**Source passage**:
++++++++++++++++++++
A CTO is one of the most important persons when it comes to induce innovation. The why is simple. This is a person that will be involved on a high level and is expected to get others engaged. It’s true that people don’t leave companies, they leave managers. In fact, a recent MBA Thesis that I wrote concludes exactly this. The manager is the single most important person for the employees.
A CTO is a form of “new development IT director” (for a further explanation, read about the difference between the CIO and the CTO here). It’s by all means crucial for the company, that decides to break new ground and invest in the digital future. Massive internal expectations, the future of a completely new product and many times the company – makes it even more important to get the right person on board.
Check their managerial skills
As the person is indeed very important when it comes to motivation and engagement, as explained above – it’s a good idea to check how well they manage others. There are several ways to do this. You can talk to members of the former team and ask. This can sometimes be a bit weird but could do it. But there is one thing that is very easy to do, and it will in most cases give you the answer right away:
Simply ask them this question:
– “If you were to describe the least performing colleague of your team, what would you say”?
If the CTO candidate explains the person as “lazy, slow and stupid” – or somewhere in that direction, you know who you are dealing with. You are potentially dealing with a task driven and result-oriented person. Sounds great? Not so fast. Who do you want as a CTO? Do you want someone who just implements and gets stuff done, running like a train and “hits the ground running”? To be honest, this doesn’t work. Not if you want someone who you want to lead people. What you want is a relationship-oriented leader who involves others to get stuff done, and are able to engage teams.
A person who is result-oriented would respond to the question more in the lines of: “it was a good person but they were not in the right place” or “the person weren’t able to catch up with others but we had a good contact”.
Here is a Wikipedia link for more information on different leadership styles.
++++++++++++++++++++
Copy word for word everything in the passage on hiring a CTO from "A CTO is one" down to "person on board.".

**Data extracts**:
++++++++++++++++++++
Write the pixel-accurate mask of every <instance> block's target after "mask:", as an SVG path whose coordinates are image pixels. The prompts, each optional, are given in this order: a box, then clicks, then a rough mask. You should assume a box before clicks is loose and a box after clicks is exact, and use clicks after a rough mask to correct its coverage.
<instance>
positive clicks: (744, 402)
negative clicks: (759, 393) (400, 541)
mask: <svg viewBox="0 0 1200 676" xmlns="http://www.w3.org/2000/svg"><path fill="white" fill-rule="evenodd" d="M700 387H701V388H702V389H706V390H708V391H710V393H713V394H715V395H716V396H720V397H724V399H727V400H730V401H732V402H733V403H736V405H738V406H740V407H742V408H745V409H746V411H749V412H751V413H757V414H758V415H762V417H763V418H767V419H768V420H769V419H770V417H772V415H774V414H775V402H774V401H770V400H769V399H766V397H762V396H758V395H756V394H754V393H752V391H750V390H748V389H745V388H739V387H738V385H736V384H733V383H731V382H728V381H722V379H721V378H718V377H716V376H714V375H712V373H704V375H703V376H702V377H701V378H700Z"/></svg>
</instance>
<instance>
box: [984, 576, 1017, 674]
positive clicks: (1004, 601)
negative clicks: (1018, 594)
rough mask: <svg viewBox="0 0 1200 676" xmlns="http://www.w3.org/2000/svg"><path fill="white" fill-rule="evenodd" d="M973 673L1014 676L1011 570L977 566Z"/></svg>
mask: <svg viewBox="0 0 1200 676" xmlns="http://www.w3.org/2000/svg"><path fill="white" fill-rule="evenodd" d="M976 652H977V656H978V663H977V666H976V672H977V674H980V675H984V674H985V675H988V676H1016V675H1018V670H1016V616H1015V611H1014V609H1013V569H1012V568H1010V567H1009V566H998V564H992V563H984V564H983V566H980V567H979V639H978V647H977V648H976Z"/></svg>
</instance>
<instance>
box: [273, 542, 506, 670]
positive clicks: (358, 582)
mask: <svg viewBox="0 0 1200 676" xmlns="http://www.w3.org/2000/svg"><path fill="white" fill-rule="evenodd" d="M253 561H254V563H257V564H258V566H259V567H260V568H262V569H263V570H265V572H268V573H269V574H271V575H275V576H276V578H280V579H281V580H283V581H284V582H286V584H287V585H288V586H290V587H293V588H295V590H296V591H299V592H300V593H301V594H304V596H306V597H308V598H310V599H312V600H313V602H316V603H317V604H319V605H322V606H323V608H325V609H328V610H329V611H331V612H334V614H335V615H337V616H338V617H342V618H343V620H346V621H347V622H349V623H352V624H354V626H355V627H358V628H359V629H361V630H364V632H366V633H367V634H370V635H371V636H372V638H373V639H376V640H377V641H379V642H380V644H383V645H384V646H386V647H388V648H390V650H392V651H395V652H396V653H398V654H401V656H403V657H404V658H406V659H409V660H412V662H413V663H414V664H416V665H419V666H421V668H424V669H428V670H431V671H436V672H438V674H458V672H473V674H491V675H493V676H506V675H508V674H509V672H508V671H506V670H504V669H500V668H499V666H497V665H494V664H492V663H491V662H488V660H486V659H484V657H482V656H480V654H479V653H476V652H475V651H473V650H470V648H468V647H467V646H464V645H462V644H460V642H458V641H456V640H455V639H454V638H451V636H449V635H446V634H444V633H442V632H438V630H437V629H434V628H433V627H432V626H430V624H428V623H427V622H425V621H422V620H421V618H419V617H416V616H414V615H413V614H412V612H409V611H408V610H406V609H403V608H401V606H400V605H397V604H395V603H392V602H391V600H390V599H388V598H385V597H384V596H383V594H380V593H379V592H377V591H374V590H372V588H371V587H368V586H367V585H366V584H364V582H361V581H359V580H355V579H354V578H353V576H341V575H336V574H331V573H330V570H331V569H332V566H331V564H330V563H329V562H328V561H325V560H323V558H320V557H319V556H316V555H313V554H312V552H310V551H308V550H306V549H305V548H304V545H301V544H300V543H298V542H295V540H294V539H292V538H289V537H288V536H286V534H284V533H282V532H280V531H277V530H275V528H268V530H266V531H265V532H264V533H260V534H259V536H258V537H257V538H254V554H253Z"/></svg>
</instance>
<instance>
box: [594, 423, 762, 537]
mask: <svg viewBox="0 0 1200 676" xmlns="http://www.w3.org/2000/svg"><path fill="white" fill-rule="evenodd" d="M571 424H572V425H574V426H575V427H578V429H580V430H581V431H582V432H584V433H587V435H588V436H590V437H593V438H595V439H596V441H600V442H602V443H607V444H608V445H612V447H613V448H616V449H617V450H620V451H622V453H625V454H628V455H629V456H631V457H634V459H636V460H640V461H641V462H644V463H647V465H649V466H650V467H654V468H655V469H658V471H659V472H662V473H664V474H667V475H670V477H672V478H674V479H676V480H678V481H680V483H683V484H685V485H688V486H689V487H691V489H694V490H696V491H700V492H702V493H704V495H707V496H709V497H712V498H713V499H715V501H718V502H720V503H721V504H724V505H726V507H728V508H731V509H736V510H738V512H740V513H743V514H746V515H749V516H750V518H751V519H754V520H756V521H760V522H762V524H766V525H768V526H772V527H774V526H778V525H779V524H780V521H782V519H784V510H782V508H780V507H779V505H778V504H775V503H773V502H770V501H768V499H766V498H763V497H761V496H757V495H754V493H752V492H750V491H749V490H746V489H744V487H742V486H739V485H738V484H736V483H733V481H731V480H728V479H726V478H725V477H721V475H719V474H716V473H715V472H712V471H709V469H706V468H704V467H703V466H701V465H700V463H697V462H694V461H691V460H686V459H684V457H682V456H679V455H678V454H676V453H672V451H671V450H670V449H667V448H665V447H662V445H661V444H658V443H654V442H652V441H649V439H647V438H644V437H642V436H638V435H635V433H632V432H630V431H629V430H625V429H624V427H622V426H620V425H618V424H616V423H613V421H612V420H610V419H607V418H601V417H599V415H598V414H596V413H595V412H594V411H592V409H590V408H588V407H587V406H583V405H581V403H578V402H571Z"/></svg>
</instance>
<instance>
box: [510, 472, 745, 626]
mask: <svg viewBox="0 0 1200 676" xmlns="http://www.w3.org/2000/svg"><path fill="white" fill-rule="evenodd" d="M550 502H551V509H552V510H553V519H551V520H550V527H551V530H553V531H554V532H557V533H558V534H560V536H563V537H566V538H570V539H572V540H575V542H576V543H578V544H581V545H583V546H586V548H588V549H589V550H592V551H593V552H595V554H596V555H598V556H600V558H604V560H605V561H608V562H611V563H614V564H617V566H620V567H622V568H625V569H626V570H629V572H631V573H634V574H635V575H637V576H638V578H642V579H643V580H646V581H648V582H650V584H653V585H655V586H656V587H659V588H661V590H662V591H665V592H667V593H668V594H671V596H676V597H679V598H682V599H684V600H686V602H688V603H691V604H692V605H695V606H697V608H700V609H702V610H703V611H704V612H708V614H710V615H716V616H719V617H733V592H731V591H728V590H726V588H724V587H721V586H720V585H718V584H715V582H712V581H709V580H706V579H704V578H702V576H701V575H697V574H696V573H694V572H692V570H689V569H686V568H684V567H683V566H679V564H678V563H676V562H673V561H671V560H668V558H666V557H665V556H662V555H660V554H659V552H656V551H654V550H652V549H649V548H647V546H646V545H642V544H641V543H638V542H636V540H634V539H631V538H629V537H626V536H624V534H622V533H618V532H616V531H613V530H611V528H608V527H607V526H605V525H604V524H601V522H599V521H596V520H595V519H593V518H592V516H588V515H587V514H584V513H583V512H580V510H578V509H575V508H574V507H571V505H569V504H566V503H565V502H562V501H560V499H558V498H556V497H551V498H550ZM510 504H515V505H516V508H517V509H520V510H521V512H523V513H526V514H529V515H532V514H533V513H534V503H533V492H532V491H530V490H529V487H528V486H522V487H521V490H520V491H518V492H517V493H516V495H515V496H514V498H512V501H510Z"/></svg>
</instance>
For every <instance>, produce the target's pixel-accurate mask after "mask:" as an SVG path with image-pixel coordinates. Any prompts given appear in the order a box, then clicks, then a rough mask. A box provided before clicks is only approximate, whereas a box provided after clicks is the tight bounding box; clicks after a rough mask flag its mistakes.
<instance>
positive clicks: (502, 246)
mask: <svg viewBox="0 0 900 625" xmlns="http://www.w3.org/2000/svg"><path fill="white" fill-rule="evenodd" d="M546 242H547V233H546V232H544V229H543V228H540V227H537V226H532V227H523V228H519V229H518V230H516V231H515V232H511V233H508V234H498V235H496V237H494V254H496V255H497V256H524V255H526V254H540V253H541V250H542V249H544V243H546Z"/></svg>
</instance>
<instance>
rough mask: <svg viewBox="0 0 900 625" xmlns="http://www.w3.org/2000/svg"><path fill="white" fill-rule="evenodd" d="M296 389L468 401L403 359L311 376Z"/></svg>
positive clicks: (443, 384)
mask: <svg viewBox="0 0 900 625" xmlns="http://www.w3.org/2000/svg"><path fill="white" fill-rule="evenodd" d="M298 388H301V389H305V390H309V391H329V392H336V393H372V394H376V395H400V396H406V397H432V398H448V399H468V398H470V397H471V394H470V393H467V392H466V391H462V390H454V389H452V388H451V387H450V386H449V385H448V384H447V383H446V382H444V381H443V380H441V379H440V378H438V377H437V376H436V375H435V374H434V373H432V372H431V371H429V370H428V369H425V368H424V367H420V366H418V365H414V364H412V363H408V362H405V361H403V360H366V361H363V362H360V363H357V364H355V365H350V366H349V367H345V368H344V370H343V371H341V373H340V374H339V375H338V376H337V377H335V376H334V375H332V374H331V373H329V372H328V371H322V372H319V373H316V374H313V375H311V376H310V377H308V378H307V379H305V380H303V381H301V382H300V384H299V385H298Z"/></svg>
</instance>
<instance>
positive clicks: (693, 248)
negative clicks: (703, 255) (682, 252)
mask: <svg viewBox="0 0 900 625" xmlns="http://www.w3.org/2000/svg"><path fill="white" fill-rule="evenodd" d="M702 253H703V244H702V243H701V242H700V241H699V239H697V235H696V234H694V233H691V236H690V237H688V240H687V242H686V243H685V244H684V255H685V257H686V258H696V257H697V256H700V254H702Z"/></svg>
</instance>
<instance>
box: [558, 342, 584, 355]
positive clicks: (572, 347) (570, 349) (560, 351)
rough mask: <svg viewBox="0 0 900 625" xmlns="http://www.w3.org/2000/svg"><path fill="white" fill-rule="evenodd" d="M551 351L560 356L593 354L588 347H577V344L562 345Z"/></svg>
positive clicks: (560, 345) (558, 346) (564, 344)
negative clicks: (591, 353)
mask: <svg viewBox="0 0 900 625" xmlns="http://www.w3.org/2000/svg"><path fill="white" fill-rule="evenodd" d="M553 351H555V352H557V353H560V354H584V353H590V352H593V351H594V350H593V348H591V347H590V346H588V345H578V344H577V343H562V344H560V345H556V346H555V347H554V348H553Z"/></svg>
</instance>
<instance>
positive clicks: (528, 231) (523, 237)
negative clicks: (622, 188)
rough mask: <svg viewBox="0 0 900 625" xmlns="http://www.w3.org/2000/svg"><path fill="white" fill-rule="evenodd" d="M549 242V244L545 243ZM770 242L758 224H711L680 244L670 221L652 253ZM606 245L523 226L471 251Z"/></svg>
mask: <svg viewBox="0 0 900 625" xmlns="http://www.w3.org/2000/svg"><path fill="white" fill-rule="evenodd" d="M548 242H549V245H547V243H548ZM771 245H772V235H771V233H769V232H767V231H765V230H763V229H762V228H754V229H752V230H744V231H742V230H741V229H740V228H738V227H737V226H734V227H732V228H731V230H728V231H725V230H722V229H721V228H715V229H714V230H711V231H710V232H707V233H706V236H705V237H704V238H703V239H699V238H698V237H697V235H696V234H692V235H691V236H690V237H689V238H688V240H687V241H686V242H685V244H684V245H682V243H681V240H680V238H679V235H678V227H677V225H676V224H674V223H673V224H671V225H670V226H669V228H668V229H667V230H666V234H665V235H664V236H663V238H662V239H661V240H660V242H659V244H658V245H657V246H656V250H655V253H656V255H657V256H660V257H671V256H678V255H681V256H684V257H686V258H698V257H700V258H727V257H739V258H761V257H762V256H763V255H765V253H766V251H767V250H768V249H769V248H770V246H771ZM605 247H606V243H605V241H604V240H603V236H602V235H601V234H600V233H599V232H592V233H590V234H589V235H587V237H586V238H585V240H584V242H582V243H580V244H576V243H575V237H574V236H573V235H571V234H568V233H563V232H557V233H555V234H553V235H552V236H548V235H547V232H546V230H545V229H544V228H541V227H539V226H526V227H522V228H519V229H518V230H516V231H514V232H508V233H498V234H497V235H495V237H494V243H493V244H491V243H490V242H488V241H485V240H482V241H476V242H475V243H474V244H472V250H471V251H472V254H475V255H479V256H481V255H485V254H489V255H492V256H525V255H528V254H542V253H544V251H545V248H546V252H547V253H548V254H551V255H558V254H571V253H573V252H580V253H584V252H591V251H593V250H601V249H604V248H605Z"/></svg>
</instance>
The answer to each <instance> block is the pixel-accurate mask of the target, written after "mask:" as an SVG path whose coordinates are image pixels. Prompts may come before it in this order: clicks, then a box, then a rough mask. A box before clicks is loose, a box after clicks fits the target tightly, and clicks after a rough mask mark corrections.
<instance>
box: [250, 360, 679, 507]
++++++++++++++++++++
**Solved problem**:
A CTO is one of the most important persons when it comes to induce innovation. The why is simple. This is a person that will be involved on a high level and is expected to get others engaged. It’s true that people don’t leave companies, they leave managers. In fact, a recent MBA Thesis that I wrote concludes exactly this. The manager is the single most important person for the employees.
A CTO is a form of “new development IT director” (for a further explanation, read about the difference between the CIO and the CTO here). It’s by all means crucial for the company, that decides to break new ground and invest in the digital future. Massive internal expectations, the future of a completely new product and many times the company – makes it even more important to get the right person on board.